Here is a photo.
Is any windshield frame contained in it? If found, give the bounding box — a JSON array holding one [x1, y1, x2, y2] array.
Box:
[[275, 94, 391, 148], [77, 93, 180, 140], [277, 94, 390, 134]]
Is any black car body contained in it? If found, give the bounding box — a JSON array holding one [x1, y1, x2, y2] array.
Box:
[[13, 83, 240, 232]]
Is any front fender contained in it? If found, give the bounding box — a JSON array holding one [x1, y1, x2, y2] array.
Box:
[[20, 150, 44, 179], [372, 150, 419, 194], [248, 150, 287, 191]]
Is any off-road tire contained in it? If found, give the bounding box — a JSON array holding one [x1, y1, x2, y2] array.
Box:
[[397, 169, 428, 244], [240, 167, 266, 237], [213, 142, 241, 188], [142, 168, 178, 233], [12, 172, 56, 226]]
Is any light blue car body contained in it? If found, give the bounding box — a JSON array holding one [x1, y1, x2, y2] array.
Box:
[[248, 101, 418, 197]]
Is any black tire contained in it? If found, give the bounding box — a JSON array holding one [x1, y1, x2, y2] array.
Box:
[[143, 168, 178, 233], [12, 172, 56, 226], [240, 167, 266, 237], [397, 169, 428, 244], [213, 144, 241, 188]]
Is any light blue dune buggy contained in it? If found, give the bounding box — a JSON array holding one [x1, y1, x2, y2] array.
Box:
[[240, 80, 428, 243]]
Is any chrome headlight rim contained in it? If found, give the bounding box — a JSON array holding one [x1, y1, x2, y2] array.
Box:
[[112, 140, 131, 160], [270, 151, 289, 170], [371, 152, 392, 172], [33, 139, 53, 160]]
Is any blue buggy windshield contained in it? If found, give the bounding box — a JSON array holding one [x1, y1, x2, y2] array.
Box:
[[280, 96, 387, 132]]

* * *

Recast the listing lines from the line with "Is any off-road" to the line with "[[248, 101, 418, 197]]" as a JSON list of strings, one string per line and no blank lines.

[
  "Is any off-road tire contained in it? If found, give the bounding box — a JSON array holding one [x1, y1, x2, y2] array.",
  "Box:",
  "[[397, 169, 428, 244], [240, 167, 266, 237], [213, 142, 241, 188], [142, 168, 178, 233], [12, 172, 56, 226]]",
  "Is any light blue car body contained in it? If found, give the bounding box — a JSON array holding one [x1, y1, x2, y2] array.",
  "Box:",
  "[[248, 101, 418, 197]]"
]